Tugas Dikerjakan:
Temukan setiap baris di bawah ini yang memuat kata "windshield", lalu salin baris-baris tersebut.
=== Data yang Diberikan ===
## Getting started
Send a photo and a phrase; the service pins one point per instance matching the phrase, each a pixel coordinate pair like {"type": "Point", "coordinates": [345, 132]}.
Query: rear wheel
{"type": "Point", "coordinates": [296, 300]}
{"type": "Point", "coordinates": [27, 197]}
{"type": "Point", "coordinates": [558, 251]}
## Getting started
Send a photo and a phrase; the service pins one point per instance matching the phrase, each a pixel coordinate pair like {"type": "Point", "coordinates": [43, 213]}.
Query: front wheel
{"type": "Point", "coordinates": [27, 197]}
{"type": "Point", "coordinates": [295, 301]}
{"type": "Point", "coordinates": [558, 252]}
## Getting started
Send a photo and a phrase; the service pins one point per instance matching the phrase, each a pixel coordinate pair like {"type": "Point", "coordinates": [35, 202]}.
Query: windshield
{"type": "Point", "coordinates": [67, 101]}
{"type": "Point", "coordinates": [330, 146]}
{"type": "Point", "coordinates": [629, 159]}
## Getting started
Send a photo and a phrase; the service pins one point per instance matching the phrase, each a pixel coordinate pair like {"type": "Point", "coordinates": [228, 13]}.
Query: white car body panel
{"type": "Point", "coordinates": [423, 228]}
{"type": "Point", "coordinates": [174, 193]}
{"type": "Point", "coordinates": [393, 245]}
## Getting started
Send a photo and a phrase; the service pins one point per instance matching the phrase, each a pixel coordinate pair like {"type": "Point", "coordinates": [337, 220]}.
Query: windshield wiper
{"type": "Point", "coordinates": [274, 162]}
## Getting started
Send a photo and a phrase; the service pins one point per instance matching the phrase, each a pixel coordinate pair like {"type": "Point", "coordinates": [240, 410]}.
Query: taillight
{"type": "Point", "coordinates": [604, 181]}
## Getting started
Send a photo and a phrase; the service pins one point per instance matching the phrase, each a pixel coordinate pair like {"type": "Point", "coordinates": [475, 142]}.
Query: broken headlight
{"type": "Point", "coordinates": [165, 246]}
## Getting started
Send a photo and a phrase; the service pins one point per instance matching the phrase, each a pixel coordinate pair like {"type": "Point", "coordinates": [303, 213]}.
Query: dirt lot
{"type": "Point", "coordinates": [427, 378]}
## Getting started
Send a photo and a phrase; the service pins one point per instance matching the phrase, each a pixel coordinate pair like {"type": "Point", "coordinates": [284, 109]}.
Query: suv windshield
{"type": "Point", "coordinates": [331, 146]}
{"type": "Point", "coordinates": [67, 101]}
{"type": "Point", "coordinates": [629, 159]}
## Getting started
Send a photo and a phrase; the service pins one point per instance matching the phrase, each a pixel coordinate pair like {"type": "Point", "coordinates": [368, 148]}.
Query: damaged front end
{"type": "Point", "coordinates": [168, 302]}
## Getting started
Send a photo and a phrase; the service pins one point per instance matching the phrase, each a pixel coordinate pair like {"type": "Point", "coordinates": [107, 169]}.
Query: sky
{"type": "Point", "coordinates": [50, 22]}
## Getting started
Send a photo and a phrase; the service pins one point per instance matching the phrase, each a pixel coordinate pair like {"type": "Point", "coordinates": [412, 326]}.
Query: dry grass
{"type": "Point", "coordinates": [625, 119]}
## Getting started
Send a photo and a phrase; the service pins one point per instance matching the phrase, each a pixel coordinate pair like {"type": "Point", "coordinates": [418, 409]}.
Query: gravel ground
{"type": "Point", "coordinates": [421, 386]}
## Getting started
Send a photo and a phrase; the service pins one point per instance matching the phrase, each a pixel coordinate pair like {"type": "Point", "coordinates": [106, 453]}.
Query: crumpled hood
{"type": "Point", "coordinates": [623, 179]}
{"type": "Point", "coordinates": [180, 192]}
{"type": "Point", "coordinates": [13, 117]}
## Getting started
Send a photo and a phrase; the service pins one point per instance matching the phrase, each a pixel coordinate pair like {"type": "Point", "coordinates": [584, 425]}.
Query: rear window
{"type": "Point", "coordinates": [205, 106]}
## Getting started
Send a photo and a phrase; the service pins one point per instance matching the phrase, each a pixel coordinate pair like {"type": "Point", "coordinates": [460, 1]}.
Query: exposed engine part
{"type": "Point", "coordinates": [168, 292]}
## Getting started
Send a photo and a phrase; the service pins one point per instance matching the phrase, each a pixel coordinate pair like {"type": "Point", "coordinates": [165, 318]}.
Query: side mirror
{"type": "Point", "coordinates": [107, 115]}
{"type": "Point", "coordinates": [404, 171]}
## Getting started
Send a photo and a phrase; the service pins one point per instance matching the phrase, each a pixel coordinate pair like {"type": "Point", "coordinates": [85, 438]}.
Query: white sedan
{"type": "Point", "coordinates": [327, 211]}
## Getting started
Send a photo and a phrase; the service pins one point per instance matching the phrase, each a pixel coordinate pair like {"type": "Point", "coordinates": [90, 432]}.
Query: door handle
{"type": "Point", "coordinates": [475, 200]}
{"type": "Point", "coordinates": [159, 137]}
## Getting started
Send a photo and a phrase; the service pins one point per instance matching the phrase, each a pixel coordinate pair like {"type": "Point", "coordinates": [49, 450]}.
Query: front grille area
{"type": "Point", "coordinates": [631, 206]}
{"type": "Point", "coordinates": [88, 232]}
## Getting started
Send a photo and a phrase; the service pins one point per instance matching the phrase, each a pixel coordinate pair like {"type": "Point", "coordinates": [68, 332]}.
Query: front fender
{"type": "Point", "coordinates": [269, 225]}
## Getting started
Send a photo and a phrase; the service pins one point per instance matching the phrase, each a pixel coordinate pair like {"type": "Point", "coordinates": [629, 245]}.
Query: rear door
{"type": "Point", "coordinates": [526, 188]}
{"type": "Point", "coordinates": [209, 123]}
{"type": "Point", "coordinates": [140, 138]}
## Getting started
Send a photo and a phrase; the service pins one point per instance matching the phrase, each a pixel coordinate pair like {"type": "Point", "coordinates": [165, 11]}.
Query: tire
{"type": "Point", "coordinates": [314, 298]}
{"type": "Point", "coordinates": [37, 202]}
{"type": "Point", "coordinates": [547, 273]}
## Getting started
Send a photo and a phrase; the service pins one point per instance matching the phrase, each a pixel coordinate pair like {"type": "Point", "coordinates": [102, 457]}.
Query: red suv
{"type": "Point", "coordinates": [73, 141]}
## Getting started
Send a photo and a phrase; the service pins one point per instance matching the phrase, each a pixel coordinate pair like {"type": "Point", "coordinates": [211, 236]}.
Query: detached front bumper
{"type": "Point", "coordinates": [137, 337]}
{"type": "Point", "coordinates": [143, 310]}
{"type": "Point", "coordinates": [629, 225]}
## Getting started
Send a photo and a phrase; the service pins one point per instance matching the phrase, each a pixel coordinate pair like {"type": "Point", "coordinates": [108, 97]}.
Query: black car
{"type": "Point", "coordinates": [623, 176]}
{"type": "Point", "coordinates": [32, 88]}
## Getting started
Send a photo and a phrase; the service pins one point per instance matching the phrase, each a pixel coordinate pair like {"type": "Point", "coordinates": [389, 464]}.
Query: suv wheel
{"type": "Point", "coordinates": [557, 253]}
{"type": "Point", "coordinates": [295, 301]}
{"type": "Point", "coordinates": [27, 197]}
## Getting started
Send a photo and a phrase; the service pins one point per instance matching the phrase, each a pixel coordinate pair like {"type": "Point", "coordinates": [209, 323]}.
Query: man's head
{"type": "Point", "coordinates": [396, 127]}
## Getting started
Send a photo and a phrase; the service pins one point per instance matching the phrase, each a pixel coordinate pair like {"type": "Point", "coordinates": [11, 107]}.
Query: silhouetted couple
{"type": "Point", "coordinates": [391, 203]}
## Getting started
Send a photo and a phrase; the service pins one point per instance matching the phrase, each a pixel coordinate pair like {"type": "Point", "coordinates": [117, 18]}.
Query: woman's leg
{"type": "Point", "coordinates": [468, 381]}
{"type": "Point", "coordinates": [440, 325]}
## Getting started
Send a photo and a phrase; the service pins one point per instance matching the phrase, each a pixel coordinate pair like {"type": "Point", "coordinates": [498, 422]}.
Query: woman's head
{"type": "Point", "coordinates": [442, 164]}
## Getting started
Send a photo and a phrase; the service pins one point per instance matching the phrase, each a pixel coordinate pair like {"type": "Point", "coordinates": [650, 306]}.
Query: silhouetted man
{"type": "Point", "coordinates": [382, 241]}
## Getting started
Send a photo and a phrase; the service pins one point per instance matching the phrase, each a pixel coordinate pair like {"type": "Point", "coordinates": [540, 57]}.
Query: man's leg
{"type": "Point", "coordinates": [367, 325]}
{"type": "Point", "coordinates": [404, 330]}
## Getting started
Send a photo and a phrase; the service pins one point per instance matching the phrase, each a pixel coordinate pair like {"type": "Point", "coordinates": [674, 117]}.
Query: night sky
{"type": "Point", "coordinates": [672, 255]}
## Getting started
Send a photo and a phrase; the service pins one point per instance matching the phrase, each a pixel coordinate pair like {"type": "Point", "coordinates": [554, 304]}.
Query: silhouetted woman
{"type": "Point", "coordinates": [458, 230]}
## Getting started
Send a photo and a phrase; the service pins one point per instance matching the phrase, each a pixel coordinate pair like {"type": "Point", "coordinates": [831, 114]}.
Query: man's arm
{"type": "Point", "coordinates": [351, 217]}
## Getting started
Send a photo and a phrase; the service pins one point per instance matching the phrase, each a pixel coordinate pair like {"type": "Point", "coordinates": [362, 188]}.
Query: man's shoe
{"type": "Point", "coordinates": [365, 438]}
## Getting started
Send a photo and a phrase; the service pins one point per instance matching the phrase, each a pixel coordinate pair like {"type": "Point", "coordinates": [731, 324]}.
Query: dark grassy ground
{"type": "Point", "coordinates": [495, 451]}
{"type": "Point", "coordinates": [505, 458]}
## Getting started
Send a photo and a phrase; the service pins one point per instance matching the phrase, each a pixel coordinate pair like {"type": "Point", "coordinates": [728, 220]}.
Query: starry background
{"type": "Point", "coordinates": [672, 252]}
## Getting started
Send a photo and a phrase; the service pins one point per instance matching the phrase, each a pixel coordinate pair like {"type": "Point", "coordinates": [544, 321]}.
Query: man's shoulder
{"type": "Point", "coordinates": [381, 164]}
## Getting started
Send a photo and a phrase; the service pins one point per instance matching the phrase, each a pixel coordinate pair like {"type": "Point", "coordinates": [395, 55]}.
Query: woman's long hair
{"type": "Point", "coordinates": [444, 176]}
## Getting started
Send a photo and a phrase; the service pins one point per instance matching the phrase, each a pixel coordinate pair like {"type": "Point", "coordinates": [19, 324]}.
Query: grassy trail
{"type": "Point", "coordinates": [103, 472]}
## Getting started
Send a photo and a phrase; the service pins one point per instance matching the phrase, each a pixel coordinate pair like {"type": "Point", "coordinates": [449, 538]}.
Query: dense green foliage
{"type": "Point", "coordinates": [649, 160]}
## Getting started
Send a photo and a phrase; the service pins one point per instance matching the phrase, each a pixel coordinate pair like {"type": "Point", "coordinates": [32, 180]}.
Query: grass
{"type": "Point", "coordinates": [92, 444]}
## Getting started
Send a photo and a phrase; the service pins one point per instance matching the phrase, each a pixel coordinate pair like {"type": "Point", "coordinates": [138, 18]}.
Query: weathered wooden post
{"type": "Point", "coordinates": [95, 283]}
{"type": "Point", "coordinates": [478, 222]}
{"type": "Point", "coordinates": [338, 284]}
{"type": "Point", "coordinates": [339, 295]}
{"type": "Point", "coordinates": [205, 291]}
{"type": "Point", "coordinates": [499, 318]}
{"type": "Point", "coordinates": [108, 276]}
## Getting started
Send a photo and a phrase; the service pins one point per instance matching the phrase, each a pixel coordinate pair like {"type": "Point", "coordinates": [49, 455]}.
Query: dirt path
===
Penyelesaian Tugas:
Query: windshield
Query: windshield wiper
Query: suv windshield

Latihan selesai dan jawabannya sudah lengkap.